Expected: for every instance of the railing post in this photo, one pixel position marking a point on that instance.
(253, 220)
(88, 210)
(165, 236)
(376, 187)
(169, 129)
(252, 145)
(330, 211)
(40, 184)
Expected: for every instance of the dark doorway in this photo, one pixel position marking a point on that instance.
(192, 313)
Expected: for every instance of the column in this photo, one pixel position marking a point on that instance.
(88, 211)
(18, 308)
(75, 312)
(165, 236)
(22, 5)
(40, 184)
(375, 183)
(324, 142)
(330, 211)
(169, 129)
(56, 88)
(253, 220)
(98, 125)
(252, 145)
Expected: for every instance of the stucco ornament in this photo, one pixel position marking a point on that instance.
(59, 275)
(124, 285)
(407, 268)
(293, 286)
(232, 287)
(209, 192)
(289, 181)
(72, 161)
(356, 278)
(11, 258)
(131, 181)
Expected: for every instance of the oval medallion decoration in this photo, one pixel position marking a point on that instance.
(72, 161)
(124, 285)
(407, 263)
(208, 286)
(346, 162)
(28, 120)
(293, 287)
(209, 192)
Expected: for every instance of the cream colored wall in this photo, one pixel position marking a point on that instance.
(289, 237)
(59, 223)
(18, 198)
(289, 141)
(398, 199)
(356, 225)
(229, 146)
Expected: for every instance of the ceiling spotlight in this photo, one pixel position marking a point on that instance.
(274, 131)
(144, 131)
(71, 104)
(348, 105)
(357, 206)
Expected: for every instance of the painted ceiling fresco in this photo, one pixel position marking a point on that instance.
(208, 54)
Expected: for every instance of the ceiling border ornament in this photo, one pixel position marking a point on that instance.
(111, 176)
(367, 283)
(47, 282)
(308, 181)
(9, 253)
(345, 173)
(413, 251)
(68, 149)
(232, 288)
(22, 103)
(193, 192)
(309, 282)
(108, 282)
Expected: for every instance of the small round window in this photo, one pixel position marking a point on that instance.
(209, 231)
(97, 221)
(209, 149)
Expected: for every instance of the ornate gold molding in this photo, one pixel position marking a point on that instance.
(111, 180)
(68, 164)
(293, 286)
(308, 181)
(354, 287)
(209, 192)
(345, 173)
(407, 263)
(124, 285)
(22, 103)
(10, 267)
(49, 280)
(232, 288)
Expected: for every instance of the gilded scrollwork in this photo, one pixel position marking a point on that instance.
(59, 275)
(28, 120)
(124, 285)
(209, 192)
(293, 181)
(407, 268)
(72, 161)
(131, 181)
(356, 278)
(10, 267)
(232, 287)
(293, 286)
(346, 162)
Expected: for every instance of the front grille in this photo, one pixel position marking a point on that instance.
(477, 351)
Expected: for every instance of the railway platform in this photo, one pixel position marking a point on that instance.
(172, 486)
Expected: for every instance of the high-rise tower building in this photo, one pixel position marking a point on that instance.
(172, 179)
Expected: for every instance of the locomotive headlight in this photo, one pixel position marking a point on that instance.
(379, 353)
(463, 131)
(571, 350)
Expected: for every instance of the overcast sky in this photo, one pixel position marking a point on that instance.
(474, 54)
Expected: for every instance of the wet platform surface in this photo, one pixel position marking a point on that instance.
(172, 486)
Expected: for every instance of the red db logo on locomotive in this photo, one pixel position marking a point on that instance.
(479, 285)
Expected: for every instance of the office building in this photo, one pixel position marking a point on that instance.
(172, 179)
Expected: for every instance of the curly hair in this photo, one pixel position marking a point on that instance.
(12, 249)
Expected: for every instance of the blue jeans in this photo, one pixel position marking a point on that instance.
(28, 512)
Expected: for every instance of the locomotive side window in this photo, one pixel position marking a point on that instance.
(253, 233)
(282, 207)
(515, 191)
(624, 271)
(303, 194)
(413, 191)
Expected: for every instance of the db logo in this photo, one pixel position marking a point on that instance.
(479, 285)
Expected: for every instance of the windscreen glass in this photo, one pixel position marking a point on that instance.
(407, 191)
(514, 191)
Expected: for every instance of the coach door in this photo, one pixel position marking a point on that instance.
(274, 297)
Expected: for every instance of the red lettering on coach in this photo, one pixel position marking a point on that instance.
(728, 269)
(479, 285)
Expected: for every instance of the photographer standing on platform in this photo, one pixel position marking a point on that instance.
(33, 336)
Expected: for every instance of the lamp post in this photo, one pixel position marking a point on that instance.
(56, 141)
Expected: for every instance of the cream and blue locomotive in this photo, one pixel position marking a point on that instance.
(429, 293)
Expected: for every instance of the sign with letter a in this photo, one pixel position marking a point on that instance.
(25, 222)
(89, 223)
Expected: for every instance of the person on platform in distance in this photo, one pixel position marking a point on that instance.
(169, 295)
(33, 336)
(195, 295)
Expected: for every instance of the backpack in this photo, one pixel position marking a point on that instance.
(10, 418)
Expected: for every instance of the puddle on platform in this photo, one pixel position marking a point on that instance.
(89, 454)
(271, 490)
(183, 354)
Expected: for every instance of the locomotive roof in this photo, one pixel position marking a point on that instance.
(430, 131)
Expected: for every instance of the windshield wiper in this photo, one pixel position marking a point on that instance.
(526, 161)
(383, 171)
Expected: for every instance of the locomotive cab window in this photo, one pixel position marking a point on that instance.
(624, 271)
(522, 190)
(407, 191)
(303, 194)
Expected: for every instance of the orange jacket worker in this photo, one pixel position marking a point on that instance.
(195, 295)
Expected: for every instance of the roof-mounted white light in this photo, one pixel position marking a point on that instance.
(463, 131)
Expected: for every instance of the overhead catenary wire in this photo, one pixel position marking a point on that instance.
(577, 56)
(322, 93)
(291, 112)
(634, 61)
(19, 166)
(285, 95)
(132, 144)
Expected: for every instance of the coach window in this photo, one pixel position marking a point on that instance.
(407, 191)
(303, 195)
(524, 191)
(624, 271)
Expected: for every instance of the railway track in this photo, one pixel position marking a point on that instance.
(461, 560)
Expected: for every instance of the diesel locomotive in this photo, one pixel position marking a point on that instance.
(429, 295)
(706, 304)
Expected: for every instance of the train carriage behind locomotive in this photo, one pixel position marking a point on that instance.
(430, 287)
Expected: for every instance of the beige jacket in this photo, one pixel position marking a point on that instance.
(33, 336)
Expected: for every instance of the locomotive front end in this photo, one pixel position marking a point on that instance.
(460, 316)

EXERCISE INSTRUCTIONS:
Retype nothing except the lines from the line holding "Expected: for every instance of the sign" through the last line of the entries, both included.

EXERCISE ANSWER:
Expected: for every instance of the sign with letter a in this photo, one pixel position marking a point on that instance.
(25, 222)
(89, 223)
Expected: for every instance of the person on platform in distance in this photo, one pixel position marking a point on that instance.
(169, 295)
(33, 336)
(195, 295)
Expected: for every instance of the backpack in this photo, one pixel position marking a point on that instance.
(10, 418)
Expected: for every instance of the puddle on platform in this photo, one pixel position marking a point on that instance.
(89, 454)
(271, 490)
(183, 354)
Expected: for every instance of the locomotive roof in this photo, one pixel position marking a point on that instance.
(430, 131)
Expected: for every instance of the windshield wiper in this photo, one pixel position marking a point on that instance.
(526, 161)
(383, 171)
Expected: for every instance of the locomotive cab window in this photo, one pixel position marking a point on that instance.
(624, 271)
(522, 190)
(407, 191)
(303, 194)
Expected: for every instance of the orange jacket worker in this photo, one pixel position marking a point on that instance.
(195, 295)
Expected: for every instance of the roof-mounted white light in this photo, one pixel position marking a point on that instance.
(463, 131)
Expected: for every instance of the overhead catenary wire in this photo, one pixel position marking a point on that instance.
(577, 56)
(322, 93)
(291, 112)
(634, 61)
(19, 166)
(285, 95)
(132, 144)
Expected: for every instance of the coach window in this photo, one pixel position marking a point on that instance.
(407, 191)
(303, 195)
(524, 191)
(624, 271)
Expected: for every instance of the railway track in this photo, one pixel position marking a point on that instance.
(461, 560)
Expected: for every instance of the diesel locomotive in this photo, one pixel position marking a point on that instance.
(429, 295)
(706, 304)
Expected: for every instance of the train carriage behind locomotive in this photo, one pixel position marking a point on that instance.
(430, 287)
Expected: for every instance of the beige jacket in this photo, one pixel position marking a point on that instance.
(33, 336)
Expected: for every instance of the locomotive front end in this photo, one pixel position marking a point on that instance.
(460, 316)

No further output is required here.